* _GIVEN TASK A_
From philp's comment in the forum thread below about Apple going to Dusseldorf, list every question that begins with "How" or "Why".

Why Apple Went To Dusseldorf - drungli
http://www.forbes.com/sites/parmyolson/2011/08/24/why-apple-went-to-dusseldorf/

======
philp
'Embarrassing revelation' indeed. How in the world is it possible that a
German court can impose a EU-wide ban in a trial that contained what is
basically fabricated evidence? How did this slip past Samsung's lawyers ( I
remember this whole thing blowing up at the hands of the tech media, no? )
Didn't the court do its own, independent, impartial research into the matter?
Why didn't the court compare some physical devices as opposed to basing a
decision with such far-reaching consequences on some printed pictures?! Can
somebody who has studied the law explain to me the benefit of allowing
plaintiffs to have command over which court they want to litigate in? It feels
self-defeating.

(Location labeling records)

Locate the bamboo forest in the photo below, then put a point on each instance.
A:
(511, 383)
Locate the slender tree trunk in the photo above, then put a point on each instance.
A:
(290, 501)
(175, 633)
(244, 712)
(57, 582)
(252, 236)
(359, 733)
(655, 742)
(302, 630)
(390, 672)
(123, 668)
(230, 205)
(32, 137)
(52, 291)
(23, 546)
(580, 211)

* _GIVEN TASK B_
Rewrite all of the location labeling records above, replacing "put a point on" with "place a point on" and leaving everything else unchanged.

* _EXERCISE SOLUTION A_
- How in the world is it possible that a German court can impose a EU-wide ban in a trial that contained what is basically fabricated evidence?
- How did this slip past Samsung's lawyers ( I remember this whole thing blowing up at the hands of the tech media, no? )
- Why didn't the court compare some physical devices as opposed to basing a decision with such far-reaching consequences on some printed pictures?!

* _EXERCISE SOLUTION B_
Locate the bamboo forest in the photo below, then place a point on each instance.
A:
(511, 383)
Locate the slender tree trunk in the photo above, then place a point on each instance.
A:
(290, 501)
(175, 633)
(244, 712)
(57, 582)
(252, 236)
(359, 733)
(655, 742)
(302, 630)
(390, 672)
(123, 668)
(230, 205)
(32, 137)
(52, 291)
(23, 546)
(580, 211)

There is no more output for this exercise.